Filter the records, keeping every line that has the string "frame".

Provided data: Begin

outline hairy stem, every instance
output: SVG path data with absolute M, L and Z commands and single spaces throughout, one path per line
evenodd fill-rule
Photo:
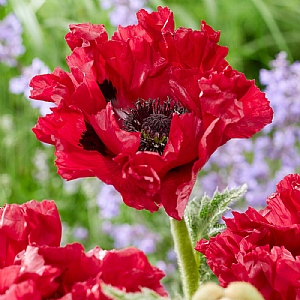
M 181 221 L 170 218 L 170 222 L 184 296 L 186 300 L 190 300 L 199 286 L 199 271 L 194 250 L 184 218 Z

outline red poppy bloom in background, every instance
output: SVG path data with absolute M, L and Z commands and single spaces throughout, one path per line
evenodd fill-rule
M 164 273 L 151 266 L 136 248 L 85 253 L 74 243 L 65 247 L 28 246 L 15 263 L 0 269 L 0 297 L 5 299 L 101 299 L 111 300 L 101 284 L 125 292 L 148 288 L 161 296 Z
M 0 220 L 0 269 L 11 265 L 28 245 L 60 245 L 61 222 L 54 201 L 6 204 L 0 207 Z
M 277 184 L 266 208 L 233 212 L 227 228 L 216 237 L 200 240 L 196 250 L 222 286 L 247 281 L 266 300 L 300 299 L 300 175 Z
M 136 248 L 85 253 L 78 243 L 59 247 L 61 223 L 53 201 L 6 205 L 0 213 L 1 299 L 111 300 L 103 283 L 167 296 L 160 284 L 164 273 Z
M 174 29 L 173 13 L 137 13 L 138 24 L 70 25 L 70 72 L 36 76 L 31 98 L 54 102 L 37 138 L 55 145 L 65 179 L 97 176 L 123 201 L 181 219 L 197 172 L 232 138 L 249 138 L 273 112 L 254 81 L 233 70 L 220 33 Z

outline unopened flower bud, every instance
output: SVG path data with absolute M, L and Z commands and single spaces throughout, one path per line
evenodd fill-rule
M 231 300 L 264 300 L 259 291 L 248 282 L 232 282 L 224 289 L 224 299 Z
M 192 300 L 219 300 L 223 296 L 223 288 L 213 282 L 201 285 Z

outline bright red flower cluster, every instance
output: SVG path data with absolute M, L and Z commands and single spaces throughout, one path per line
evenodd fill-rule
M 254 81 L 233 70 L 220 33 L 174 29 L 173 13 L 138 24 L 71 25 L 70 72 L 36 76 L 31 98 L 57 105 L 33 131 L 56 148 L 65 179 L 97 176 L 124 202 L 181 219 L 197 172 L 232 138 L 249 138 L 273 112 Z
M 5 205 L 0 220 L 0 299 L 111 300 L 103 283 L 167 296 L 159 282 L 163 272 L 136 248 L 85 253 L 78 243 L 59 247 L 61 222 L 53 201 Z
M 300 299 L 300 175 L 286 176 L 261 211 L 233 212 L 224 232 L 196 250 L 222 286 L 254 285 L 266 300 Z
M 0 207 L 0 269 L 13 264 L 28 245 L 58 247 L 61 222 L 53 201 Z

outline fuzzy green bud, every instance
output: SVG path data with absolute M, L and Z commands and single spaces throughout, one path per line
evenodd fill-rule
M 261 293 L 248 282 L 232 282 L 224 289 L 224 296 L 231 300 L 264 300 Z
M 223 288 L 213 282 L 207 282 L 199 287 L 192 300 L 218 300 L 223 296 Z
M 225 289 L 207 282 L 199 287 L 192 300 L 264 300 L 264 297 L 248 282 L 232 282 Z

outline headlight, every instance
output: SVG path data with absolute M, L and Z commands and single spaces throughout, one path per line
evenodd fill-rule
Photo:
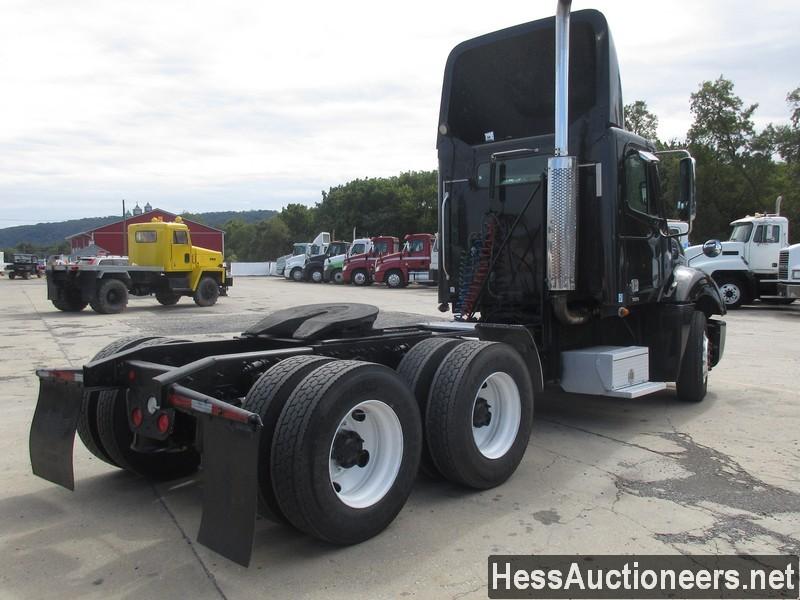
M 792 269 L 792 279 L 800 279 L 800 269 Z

Provided data: End
Provided data: Begin

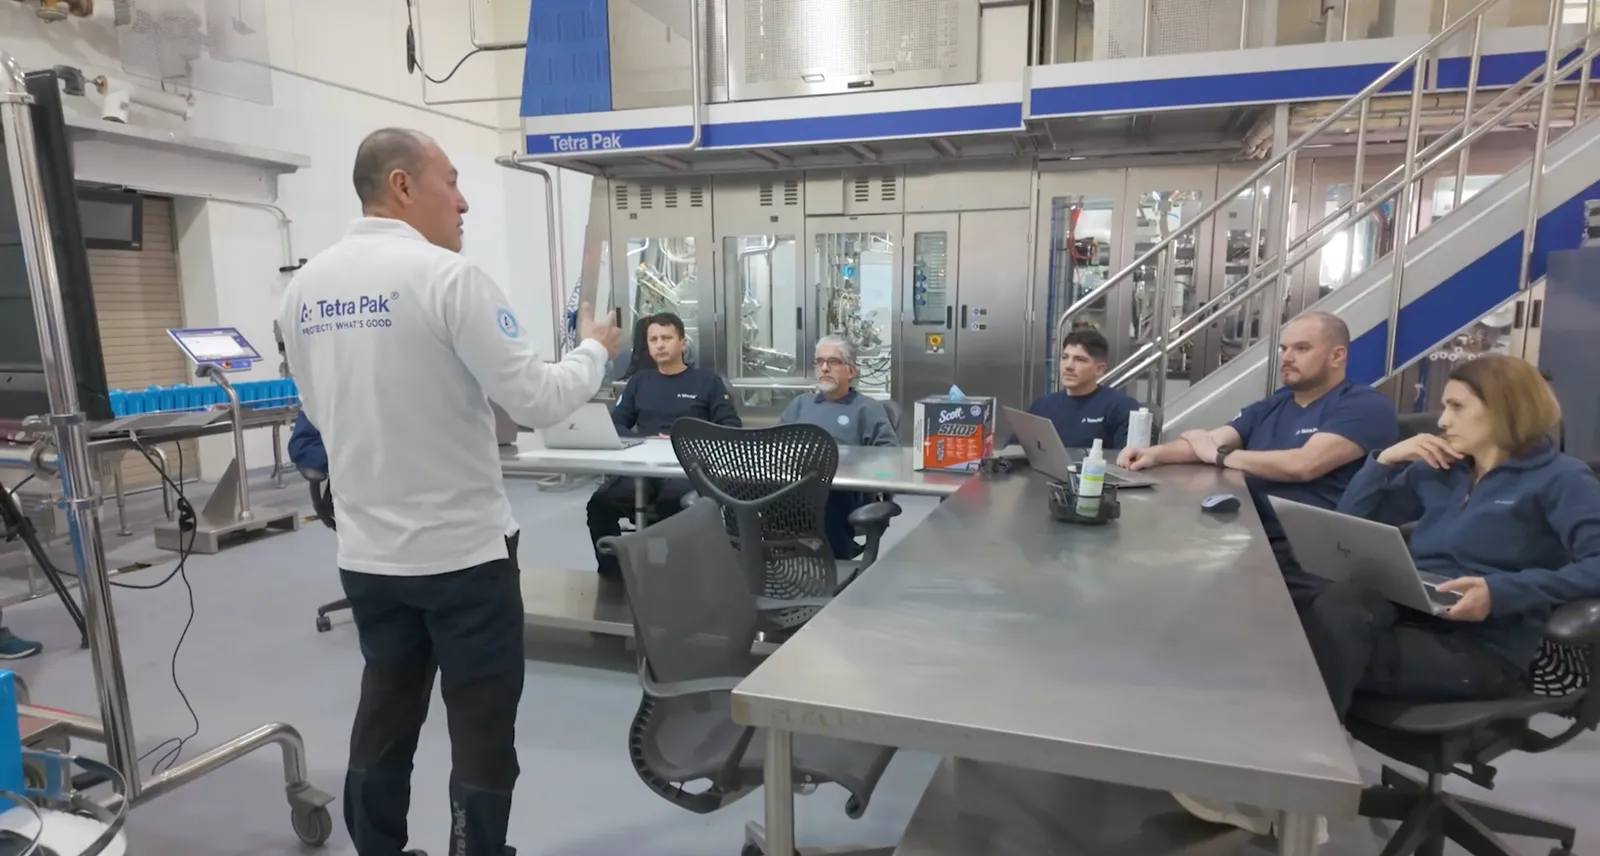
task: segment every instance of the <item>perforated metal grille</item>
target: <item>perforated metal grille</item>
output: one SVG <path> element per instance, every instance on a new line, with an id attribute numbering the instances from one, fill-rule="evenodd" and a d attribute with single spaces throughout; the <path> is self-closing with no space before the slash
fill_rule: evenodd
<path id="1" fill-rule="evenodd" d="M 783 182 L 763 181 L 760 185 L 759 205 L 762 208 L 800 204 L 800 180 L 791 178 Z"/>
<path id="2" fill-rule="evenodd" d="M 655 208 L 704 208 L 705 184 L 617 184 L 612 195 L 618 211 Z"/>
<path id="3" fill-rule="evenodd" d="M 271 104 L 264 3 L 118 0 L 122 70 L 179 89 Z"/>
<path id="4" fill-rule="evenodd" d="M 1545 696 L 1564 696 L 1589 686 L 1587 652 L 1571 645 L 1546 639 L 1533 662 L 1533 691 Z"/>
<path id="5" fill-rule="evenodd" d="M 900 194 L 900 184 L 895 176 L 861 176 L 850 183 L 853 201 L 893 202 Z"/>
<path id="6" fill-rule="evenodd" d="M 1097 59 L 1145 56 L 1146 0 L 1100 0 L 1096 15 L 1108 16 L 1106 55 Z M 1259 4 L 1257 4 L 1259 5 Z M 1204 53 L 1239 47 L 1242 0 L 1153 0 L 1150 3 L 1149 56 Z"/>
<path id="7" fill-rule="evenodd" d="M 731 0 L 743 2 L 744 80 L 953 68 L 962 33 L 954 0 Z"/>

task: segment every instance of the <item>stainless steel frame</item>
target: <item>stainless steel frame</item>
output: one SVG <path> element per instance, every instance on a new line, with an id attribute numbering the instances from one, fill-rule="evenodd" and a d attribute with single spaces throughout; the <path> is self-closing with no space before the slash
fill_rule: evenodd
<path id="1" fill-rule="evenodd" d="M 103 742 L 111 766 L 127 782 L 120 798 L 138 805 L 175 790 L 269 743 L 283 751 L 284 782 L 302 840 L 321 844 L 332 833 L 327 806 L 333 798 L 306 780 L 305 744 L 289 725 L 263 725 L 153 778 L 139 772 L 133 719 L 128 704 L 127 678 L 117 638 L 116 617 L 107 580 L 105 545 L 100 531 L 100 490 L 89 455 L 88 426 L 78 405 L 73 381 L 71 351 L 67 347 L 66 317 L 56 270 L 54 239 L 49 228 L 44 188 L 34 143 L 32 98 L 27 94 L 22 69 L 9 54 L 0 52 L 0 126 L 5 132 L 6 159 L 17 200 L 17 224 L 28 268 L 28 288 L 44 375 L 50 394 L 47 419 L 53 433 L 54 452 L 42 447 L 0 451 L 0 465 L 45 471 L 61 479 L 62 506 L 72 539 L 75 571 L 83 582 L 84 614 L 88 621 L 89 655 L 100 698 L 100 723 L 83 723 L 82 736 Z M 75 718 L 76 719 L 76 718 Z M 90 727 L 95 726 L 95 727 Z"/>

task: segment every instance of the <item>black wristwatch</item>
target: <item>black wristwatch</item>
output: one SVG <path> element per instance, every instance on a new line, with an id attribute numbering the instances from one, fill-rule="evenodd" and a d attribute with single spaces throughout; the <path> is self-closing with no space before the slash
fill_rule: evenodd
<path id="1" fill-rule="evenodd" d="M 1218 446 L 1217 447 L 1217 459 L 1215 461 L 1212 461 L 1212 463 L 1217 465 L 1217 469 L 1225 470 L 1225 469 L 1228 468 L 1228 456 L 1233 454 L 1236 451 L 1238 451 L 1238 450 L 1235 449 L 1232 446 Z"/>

Provided data: End
Provided data: Begin

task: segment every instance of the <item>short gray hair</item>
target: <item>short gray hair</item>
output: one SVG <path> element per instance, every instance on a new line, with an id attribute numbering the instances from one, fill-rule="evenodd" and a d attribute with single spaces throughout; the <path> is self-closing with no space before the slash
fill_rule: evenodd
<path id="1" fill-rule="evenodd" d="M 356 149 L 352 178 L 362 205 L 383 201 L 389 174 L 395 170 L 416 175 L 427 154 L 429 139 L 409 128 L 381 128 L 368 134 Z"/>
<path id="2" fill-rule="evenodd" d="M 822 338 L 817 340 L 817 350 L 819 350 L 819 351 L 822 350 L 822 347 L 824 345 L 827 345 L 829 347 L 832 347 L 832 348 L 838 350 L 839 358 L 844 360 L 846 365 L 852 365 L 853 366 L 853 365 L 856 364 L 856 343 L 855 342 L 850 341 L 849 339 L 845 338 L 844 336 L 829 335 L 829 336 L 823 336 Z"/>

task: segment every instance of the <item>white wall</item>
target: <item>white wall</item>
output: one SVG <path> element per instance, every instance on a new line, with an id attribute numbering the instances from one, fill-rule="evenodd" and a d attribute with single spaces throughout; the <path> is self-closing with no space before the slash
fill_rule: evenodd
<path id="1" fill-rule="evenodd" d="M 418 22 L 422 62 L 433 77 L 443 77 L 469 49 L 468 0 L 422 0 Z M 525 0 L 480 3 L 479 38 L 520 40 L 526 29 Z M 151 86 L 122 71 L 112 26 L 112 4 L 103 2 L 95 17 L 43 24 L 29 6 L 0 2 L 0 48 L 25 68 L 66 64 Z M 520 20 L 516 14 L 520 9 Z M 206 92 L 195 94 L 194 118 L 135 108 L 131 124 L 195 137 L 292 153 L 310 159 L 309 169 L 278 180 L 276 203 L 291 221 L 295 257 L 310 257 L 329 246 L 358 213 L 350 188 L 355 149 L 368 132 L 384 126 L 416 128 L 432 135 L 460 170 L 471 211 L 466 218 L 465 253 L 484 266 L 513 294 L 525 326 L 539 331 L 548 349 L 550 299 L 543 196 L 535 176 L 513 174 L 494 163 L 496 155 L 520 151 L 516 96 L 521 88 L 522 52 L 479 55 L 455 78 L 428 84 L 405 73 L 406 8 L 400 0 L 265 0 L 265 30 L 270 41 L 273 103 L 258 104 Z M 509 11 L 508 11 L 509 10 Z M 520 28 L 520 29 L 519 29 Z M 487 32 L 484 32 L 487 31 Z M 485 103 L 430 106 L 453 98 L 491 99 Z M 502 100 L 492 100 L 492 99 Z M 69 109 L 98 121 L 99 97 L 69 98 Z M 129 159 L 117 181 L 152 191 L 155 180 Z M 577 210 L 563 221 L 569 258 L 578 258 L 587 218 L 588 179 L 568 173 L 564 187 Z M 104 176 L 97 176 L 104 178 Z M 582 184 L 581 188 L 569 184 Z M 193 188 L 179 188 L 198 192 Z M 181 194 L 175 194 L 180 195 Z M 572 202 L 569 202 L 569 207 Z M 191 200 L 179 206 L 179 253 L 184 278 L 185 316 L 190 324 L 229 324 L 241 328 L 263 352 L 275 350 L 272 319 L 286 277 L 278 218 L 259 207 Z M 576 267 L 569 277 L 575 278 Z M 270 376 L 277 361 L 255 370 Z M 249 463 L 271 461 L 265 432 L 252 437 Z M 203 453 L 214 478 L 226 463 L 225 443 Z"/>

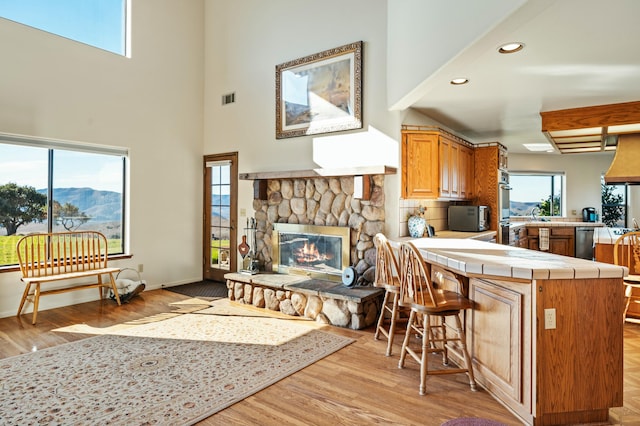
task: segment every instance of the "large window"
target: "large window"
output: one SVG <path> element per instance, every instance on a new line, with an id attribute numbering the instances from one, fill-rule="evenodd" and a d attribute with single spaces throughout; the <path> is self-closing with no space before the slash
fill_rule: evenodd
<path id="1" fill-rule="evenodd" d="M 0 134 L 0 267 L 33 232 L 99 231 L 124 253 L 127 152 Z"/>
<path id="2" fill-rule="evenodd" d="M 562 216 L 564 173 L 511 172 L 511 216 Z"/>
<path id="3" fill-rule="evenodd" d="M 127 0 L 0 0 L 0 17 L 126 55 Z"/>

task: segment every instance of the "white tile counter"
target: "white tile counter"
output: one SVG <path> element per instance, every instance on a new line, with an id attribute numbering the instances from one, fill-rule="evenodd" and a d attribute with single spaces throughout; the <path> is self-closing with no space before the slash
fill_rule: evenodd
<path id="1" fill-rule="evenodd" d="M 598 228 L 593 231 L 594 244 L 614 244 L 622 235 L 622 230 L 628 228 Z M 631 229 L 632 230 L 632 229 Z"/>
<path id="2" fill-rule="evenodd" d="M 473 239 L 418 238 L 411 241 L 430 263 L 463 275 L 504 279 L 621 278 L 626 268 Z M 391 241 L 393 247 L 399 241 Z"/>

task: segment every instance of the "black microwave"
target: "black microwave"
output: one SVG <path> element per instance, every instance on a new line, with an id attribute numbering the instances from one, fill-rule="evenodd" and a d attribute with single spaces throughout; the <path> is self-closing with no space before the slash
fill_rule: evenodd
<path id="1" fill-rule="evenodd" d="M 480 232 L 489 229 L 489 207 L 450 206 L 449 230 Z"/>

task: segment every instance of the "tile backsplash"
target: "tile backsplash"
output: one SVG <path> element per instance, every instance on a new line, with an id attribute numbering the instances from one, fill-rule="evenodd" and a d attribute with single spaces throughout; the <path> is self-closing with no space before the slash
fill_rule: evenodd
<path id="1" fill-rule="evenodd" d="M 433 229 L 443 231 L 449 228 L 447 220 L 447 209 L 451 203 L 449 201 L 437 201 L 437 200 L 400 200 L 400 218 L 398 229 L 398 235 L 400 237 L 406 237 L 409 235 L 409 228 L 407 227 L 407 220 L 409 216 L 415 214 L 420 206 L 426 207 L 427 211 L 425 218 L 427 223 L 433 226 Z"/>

Provided data: End

→ Exercise response
task: segment every instance of the <item>stainless steel frame</item>
target: <item>stainless steel frame</item>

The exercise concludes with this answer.